> [Supplied material]
════════════════════
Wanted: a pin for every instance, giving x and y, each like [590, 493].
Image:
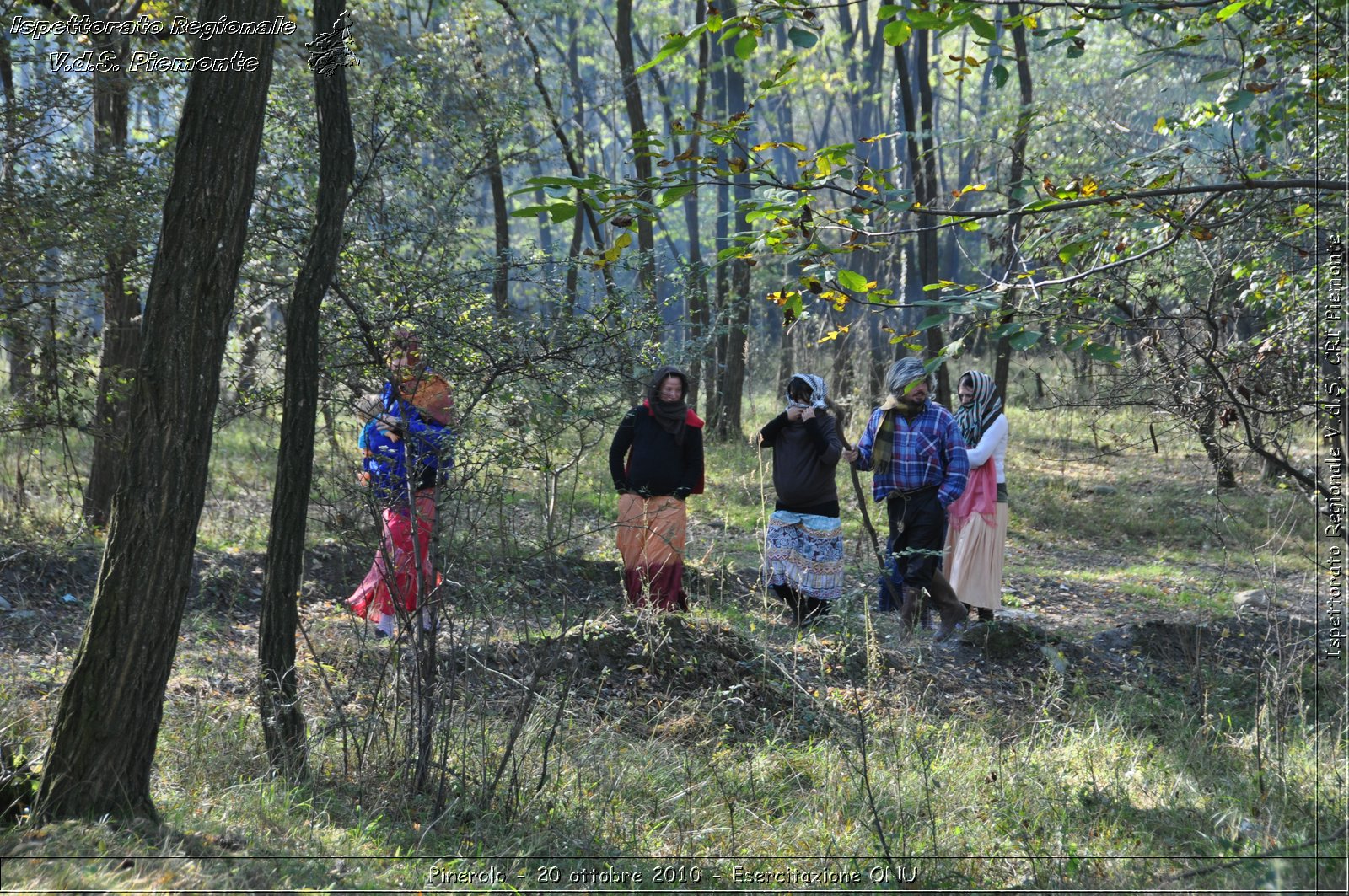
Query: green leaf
[1074, 249]
[897, 33]
[1103, 352]
[672, 46]
[852, 281]
[676, 193]
[932, 20]
[984, 27]
[1231, 10]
════════════════════
> [What is required]
The pictures are to be omitted, and the rest of the listing is to be transcribed exactly.

> [Response]
Wanted: a pin for every instance, giving x and y, each like [590, 493].
Image:
Query: green leaf
[1074, 249]
[897, 33]
[1103, 352]
[672, 46]
[852, 281]
[676, 193]
[932, 20]
[984, 27]
[1231, 10]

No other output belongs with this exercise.